### What to produce
How many of the lines below contain the string "every", with case counting? Reply with the number only.

### Excerpted records
--------------------------------
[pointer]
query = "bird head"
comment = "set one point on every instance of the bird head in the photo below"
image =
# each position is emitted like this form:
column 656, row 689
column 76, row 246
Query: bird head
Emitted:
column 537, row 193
--------------------------------
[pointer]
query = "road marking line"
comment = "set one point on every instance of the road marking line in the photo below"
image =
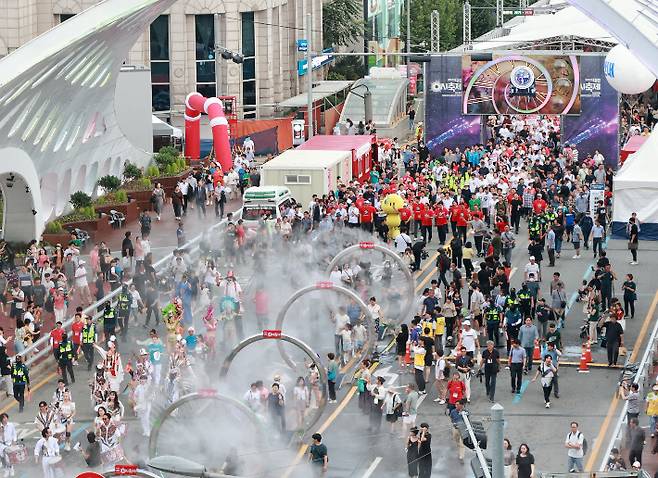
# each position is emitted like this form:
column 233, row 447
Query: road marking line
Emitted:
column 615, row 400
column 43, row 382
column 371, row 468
--------------------------------
### Reply to the exercise
2